* Исходный отрывок *
--------------------

Как мы убедились, Алексей Толстой устами одного своего героя в романе «Хождение по мукам» говорит о том, что даже самые страшные исчерпания, такие как наше отечественное Смутное время, не являются необратимыми. И оказавшиеся на грани исчерпания русские мужики эпохи Смутного времени вполне способны потом создать великое государство.
Настаивающий на этом Иван Телегин очевидным образом озвучивает позицию автора — ведь не оппонент же Телегина Вадим Рощин озвучивает эту позицию? Тем более что и Рощин потом переходит на позицию, которую условно можно назвать «телегинской». Условно — потому что на самом деле это позиция самого Толстого.
И как мы опять-таки убедились, другой герой другого романа (Гор из романа «Аэлита») говорит о том, что исчерпание возможно. Что тут важнее всего? Что и то, и другое говорят герои разных романов одного и того же писателя — Алексея Николаевича Толстого. И что при этом речь, безусловно, не идет о том, что автор меняет позицию. Позиция остается прежней — а утверждения, в которых эта позиция формулируется, носят диаметрально противоположный характер.
В чем тут дело? Дело в том, что для Алексея Николаевича Толстого русский мужик Смутного времени или русский трудящийся эпохи Гражданской войны одинаково продолжают сохранять волю к жизни. Ведь в «Аэлите» это сформулировано достаточно определенно! Лекарство от исчерпания — это воля к жизни.
Герой романа «Аэлита» Гор так и говорит: «Нужно было свирепо и властно, властно любить жизнь…»
Будет такая любовь к жизни — любое исчерпание преодолимо. А не будет — так всё пропало. Вот в чем позиция Алексея Толстого. Соглашусь с теми, кто категорически откажется абсолютизировать позицию одного автора, который, будучи достаточно талантливым, умным и осведомленным, при этом и гением не является, и на роль учителя жизни ну никак не тянет.
И, конечно же, ничуть не более убедительными являются анекдотические притчи о вымирающих животных. Мол, потеряли они эту самую волю к жизни, например, в виде воли к продолжению рода — и вымерли… Вот так (то есть через потерю этой воли) они и вымерли…
Но давайте рассматривать Алексея Толстого не как учителя жизни (кстати, сам он на это никогда не претендовал) и даже не как открывателя каких-то окончательных истин. Давайте рассматривать его просто как очевидца, наблюдающего за определенными событиями. А также как автора определенной модели, в которой задаются условия преодолимости и непреодолимости исчерпания.
Ведь мы же понимаем, что имели место некие исчерпания. И что иногда они носили окончательный характер. А иногда, оттолкнувшись от какого-то дна, приближающиеся к исчерпанию человеческие сообщества сумели эти исчерпания преодолевать.
Автор рассматриваемой нами модели, которая так же правомочна, как и другие, настаивает на том, что сообщества, преодолевавшие исчерпания, отличались от сообществ, которые их были не способны преодолеть, некоей особой «жизнелюбивостью». Которая (процитирую еще раз) состоит в способности «свирепо и властно любить жизнь».

--------------------

* Исходные строки *
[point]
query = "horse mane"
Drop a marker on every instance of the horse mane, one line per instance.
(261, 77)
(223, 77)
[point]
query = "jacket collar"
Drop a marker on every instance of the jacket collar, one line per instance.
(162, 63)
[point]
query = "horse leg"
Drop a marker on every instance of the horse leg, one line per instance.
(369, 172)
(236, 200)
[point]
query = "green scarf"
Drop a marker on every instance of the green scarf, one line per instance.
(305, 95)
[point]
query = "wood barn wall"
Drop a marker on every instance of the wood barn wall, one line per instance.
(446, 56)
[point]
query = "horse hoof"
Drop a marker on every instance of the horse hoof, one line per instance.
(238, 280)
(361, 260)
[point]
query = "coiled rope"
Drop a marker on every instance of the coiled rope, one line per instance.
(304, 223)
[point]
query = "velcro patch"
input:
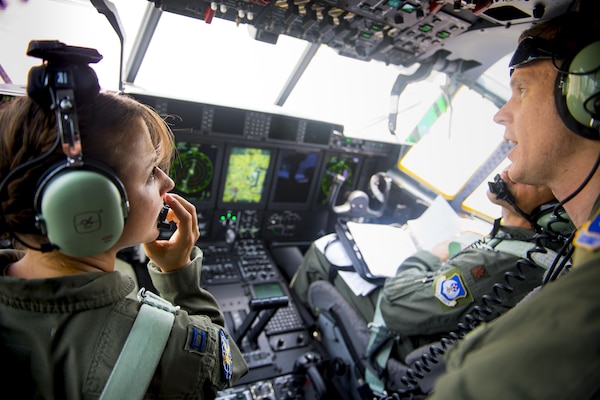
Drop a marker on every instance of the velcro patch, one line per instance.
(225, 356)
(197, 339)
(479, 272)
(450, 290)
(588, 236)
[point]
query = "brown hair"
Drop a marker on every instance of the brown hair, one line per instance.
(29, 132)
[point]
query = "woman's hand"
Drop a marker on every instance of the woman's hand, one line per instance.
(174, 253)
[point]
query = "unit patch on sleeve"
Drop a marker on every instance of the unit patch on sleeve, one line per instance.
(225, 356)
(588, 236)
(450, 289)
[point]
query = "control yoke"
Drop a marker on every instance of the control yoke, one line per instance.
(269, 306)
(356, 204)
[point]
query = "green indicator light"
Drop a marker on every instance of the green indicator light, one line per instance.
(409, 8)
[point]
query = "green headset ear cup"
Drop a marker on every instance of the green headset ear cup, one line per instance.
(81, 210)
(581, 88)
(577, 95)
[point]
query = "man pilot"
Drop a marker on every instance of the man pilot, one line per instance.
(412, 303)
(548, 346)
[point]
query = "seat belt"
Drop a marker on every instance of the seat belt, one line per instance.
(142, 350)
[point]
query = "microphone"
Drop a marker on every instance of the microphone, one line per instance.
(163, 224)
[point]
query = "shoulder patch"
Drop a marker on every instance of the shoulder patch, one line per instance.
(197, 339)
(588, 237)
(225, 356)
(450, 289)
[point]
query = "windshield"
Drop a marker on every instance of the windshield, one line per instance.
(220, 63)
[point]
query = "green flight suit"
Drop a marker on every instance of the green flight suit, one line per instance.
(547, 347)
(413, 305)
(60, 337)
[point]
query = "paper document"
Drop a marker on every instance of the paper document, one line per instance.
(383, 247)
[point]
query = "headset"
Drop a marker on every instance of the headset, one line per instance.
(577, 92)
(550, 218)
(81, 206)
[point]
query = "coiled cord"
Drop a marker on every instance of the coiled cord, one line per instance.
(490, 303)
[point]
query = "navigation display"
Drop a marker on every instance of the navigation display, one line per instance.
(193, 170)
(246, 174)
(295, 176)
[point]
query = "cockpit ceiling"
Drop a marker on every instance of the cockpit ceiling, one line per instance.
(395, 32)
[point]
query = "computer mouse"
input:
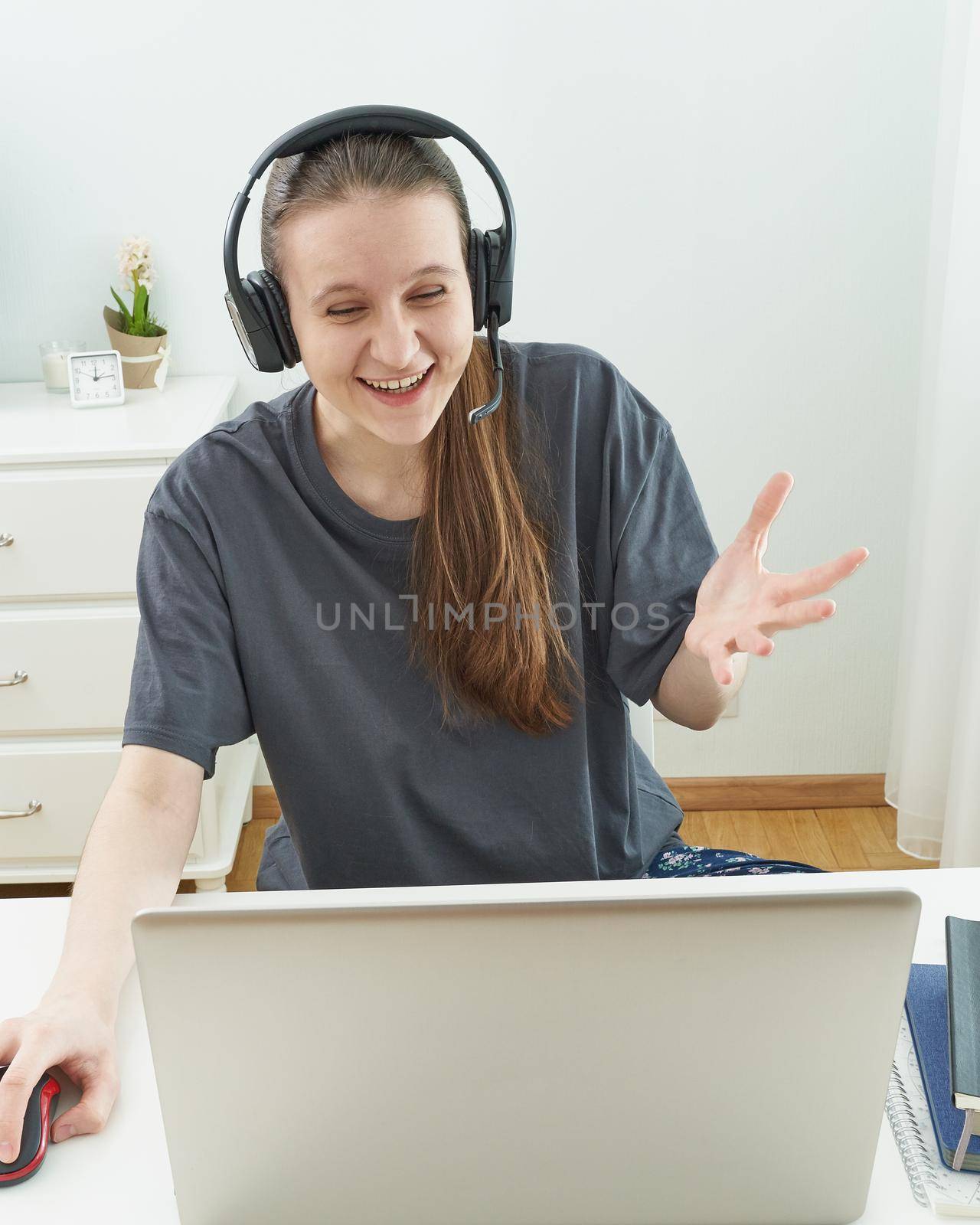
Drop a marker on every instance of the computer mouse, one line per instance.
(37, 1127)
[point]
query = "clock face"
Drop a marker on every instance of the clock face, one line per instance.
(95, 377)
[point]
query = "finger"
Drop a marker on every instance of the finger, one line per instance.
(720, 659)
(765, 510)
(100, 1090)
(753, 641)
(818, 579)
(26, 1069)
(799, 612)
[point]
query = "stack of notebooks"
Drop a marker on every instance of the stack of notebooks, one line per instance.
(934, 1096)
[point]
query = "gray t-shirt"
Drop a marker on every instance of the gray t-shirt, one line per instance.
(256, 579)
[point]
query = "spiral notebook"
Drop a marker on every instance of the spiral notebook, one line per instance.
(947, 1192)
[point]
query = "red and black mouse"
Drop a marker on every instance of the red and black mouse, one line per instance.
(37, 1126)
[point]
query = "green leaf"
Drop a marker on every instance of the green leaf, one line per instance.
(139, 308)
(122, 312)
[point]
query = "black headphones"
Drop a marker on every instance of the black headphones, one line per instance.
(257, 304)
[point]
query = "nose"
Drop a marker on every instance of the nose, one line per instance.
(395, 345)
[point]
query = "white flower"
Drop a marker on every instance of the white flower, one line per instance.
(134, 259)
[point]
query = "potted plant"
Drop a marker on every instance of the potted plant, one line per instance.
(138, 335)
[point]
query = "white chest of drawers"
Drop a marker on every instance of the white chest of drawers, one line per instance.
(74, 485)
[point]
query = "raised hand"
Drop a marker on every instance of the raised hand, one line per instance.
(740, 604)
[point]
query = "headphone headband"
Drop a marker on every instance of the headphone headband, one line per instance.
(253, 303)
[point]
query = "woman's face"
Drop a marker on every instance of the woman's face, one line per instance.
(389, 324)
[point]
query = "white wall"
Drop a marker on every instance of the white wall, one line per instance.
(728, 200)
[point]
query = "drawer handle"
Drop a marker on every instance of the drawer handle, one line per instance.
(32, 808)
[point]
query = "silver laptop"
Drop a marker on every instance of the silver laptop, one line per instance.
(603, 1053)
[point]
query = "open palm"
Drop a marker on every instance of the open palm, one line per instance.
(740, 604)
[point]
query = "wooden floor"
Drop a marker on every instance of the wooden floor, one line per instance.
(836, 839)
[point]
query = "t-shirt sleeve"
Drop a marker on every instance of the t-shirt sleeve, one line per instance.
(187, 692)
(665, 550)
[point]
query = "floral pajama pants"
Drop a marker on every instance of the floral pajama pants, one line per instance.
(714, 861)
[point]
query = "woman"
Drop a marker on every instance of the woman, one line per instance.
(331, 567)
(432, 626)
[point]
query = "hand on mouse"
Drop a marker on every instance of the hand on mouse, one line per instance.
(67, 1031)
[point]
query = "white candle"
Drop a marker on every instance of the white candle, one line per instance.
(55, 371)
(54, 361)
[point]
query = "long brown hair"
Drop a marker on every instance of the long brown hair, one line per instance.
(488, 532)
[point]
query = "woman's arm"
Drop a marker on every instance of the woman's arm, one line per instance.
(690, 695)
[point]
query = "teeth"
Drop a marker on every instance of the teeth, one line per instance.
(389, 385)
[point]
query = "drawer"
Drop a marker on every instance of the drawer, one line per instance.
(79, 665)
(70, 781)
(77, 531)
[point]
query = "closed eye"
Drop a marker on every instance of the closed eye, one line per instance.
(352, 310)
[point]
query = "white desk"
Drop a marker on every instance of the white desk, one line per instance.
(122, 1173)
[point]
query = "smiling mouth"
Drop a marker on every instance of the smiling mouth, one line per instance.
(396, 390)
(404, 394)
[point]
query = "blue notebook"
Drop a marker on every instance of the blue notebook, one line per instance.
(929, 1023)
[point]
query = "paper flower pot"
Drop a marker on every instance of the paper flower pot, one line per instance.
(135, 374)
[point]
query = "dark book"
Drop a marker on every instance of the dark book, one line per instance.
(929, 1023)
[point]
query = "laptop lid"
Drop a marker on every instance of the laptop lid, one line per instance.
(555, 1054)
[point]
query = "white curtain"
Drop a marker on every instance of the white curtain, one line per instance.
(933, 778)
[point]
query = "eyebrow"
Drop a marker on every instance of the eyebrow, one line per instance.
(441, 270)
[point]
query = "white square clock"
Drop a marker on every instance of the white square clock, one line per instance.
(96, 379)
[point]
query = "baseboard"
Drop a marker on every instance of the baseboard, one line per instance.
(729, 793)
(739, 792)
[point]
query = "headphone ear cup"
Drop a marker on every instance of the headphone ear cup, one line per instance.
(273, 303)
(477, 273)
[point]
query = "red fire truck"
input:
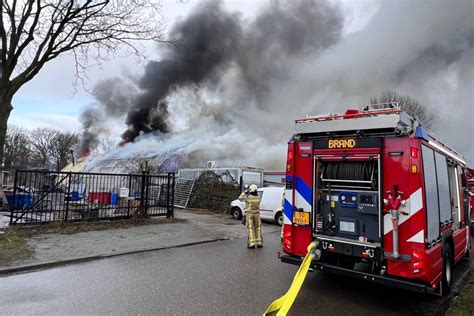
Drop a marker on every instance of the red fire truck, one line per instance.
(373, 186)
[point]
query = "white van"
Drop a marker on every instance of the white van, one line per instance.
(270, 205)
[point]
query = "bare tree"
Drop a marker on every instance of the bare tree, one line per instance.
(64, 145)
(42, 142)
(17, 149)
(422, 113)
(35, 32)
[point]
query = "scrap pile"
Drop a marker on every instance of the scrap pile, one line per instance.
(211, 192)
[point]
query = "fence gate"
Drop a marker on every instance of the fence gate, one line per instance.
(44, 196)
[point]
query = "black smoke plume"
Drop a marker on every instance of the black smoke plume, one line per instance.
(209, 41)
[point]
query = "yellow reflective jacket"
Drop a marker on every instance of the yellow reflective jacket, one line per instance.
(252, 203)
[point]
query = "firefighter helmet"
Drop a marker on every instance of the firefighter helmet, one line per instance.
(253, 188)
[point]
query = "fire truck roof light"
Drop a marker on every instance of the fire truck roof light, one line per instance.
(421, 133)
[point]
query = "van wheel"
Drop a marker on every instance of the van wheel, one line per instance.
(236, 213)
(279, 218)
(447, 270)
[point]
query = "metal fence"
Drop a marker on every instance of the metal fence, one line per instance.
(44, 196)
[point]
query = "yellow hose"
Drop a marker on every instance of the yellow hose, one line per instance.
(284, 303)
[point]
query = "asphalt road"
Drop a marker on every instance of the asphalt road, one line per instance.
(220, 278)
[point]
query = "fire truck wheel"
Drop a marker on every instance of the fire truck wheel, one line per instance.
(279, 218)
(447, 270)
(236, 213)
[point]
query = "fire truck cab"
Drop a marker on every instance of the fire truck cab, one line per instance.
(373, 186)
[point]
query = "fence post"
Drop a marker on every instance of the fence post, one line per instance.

--------------------

* Что требуется *
(1) Назовите всех героев романов Алексея Толстого, которые упомянуты в отрывке по имени.
(2) Что в отрывке названо лекарством от исчерпания?
(3) Выведите дословно часть отрывка: начните со слов «Как мы убедились, Алексей» и остановитесь после слов «создать великое государство.».

* Ответы к заданиям *
(1) Иван Телегин, Вадим Рощин, Гор

(2) Воля к жизни.

(3)
Как мы убедились, Алексей Толстой устами одного своего героя в романе «Хождение по мукам» говорит о том, что даже самые страшные исчерпания, такие как наше отечественное Смутное время, не являются необратимыми. И оказавшиеся на грани исчерпания русские мужики эпохи Смутного времени вполне способны потом создать великое государство.